----- TEXT SHOWN -----

Simon Norfolk---whom we have met here---- muses on photography's future in the context of the global financial crisis that has pulled the rug under their income and savings. He says that his advice is:

Get re-skilled. Keep your photographic aspirations but try to get a trade like film editing, web-design or accounting. Soon we’ll all be amateur photographers with real money-making jobs on the side that we don’t tell our colleagues about. We need to get over the snobbery attached to that. And we have to be tougher in our demands. Magazines online will be built by re-skilled photography lovers around business plans that don’t include paying wages to the photographers they ask to write. They pay salaries to each other, they pay the man who comes to fix the photocopier, but the "name" photographers they ask to contribute six hundred words get nothing. With business models like that, how can we survive?"

So professional photographer simply means earning a living from doing photography in the marketplace. Hence the contrast with amateur (doing it for fun ) and art photographer as another kind of professional photographer.

----- DATASET EXTRACT -----

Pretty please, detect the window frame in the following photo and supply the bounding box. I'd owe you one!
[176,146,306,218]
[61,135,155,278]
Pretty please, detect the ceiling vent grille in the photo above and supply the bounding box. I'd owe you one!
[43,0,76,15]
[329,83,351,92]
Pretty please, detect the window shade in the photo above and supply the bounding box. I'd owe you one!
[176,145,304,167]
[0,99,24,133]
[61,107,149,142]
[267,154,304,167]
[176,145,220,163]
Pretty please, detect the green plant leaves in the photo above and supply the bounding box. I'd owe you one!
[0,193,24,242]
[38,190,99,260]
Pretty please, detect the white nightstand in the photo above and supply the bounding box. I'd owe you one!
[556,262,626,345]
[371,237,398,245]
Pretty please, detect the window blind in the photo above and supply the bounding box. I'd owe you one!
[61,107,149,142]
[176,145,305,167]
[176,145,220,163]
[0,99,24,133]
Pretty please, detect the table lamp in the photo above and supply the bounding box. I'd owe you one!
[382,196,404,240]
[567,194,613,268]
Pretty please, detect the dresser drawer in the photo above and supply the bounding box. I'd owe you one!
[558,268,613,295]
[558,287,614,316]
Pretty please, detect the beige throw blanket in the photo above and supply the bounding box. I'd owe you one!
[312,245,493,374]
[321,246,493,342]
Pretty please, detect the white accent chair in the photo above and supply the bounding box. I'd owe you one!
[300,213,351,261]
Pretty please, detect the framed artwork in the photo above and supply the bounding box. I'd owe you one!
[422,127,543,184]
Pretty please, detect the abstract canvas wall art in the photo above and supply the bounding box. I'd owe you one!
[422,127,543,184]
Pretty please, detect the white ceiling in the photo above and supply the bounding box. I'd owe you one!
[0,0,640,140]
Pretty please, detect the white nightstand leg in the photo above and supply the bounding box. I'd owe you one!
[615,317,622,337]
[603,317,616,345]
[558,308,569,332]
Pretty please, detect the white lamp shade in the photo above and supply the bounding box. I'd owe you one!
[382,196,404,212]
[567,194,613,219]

-----

| GIVEN INSTRUCTION |
Can you reproduce the passage on photography's future word for word, from "So professional photographer" to "of professional photographer."?

| SOLUTION |
So professional photographer simply means earning a living from doing photography in the marketplace. Hence the contrast with amateur (doing it for fun ) and art photographer as another kind of professional photographer.